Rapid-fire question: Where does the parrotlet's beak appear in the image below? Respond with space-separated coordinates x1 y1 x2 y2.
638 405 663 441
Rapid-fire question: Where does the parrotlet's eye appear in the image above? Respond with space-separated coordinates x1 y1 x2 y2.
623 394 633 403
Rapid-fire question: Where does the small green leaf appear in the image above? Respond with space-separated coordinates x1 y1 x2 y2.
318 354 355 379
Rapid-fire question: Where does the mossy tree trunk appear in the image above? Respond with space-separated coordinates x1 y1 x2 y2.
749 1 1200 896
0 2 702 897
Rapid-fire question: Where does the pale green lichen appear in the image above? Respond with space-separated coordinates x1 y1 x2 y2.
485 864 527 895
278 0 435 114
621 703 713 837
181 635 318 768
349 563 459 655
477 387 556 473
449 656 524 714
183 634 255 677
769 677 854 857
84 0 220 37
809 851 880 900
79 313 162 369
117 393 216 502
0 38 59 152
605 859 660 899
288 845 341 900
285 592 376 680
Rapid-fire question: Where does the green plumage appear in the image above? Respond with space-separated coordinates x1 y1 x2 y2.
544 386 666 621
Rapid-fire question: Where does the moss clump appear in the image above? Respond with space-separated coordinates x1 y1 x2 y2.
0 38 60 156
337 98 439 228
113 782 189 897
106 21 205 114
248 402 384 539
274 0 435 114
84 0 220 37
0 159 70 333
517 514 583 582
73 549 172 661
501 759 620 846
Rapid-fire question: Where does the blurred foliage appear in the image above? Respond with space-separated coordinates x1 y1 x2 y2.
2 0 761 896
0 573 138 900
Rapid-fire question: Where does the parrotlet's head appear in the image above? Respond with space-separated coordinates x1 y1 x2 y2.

Brief –
From the line containing "Rapid-fire question: Where does the green" to the final line of the data above, transcribe every line exactly and nothing more.

Solution to this exercise –
Rapid-fire question: Where does the green plumage appear in the image above? Respond with space-separated coordinates x1 y1 x2 y2.
544 386 666 621
Rapid-fire question: Where does the moss clump appear in the image above? Respond with space-separated coordinates x1 y1 x2 y2.
0 38 60 156
337 98 439 228
113 782 189 897
106 21 205 114
248 402 384 539
274 0 435 114
84 0 220 37
0 159 70 333
517 514 583 582
73 549 172 661
501 759 620 846
Rapid-fire question: Where does the blurred foliage appear in the image above? Respond with space-separated coordinates x1 y1 x2 y2.
2 0 761 896
0 573 138 900
Rapid-fire question: Where does the parrotlet's head appear in the image above? Respond with space-separated coordinates x1 y1 x2 y2.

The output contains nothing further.